**Given instruction A:** In the article on banks investing in Buffalo's East Side, why did Michael Noah call the timing of the BankOnBuffalo branch opening important?
**Given instruction B:**
Answer these questions from the article on banks investing in Buffalo's East Side.
(i) Which organization does Northwest Bank partner with to support a financial education center?
(ii) How much did KeyBank give toward the Northland Workforce Training Center, and for what kind of financing?
(iii) Which company is BankOnBuffalo a subsidiary of, and where is that company based?
**Given instruction C:** Carry on the article on banks investing in Buffalo's East Side from the point where it stops.

=== Reading passage ===

Other banks are making contributions in other ways. In addition to the Jefferson Avenue branch and as part of its community benefits plan, Northwest Bank, a $14.2 billion-asset bank, supports a financial education center through a partnership with Belmont Housing Resources of Western New York. Meanwhile, the $198 billion-asset KeyBank gave $30 million for bridge and construction financing for Northland Workforce Training Center, a $100 million redevelopment project at a former manufacturing complex on the East Side that was partially funded by the state.
BankOnBuffalo’s East Side branch is located inside the center, which offers KeyBank training in advanced manufacturing and clean energy technology careers. A subsidiary of $5.6 billion-asset CNB Financial in Clearfield, Pennsylvania, BankOnBuffalo’s office opened a month after the shooting. The timing was coincidental, but important, said Michael Noah, president of BankOnBuffalo.
“I think it just cemented the point that this is a place we need to be, to be able to be part of these communities and this community specifically, and be able to build this community up,” Noah said.

=== Given records ===

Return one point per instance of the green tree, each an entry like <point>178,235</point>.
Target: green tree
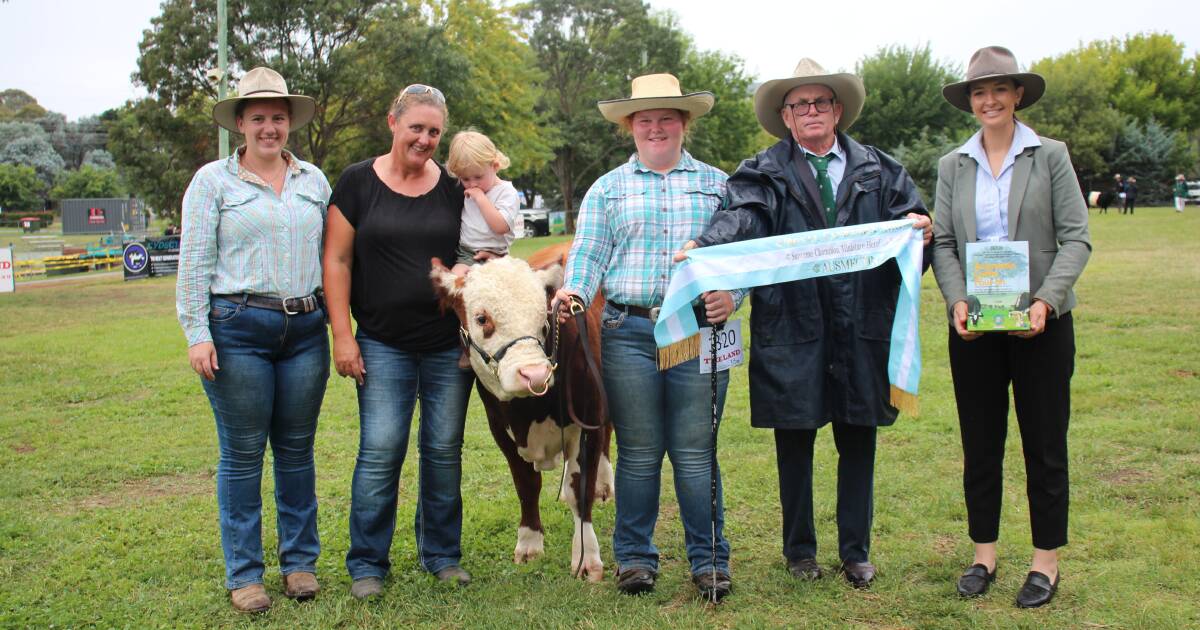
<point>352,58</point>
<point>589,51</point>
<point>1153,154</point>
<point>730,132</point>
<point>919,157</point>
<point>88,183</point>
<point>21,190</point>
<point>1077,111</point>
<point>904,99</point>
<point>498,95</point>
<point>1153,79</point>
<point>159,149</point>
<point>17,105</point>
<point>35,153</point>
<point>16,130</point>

===
=== Given records ===

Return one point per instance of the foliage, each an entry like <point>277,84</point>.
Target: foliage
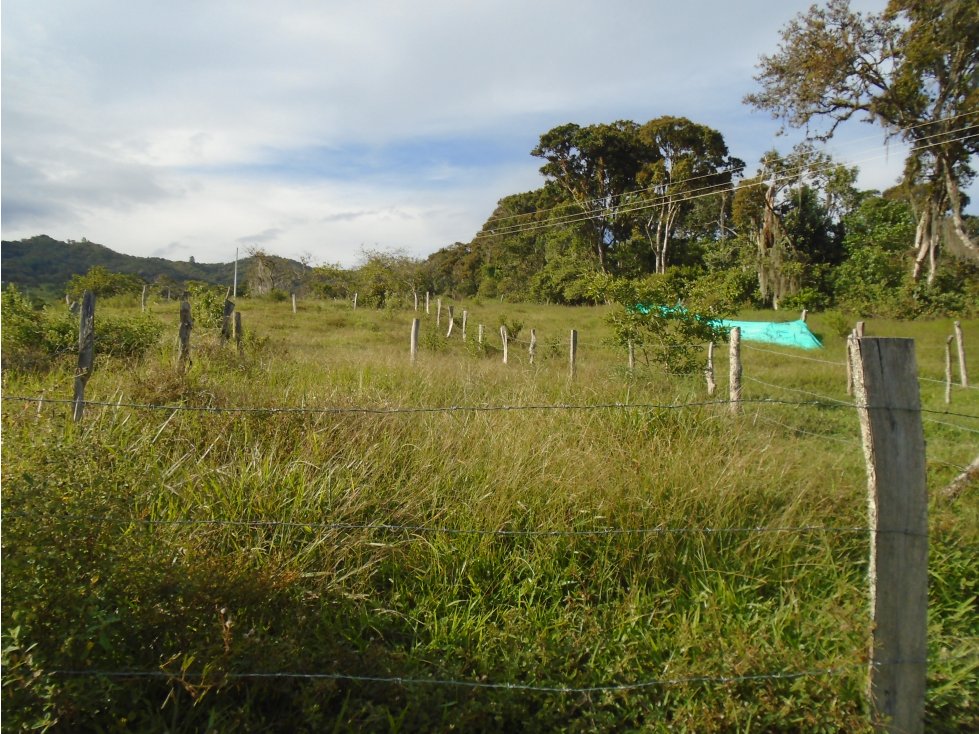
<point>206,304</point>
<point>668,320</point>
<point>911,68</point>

===

**Task response A:** Noah said the timing cemented the point that the East Side is a place the bank needs to be. Being there lets the bank take part in these communities and help build this community up.

**Task response B:**
(i) Belmont Housing Resources of Western New York.
(ii) $30 million, for bridge and construction financing.
(iii) CNB Financial, based in Clearfield, Pennsylvania.

**Task response C:**
In terms of public-private collaboration, some banks have been involved in a deeper way. In 2019, New York state, which had already been pouring $1 billion into Buffalo to help revitalize the economy, announced a $65 million economic development fund for the East Side. The initiative is focused on stabilizing neighborhoods, increasing homeownership, redeveloping commercial corridors including Jefferson Avenue, improving historical assets, expanding workforce training and development and supporting small businesses and entrepreneurship.
In conjunction with the funding, a public-private partnership called East Side Avenues was created to provide capital and organizational support to the projects happening along four East Side commercial corridors. Six banks — Charlotte, North Carolina-based Bank of America, the second-largest bank in the nation with $2.5 trillion of assets; M&T, which has $203 billion of assets; KeyBank; Warsaw, New York-based Five Star Bank, which has about $6 billion of assets; Northwest and Evans — are among the 14 private and philanthropic organizations that pledged a combined $8.4 million to pay for five years’ worth of operational support, governance and finance, fundraising and technical assistance to support the nonprofits doing the work.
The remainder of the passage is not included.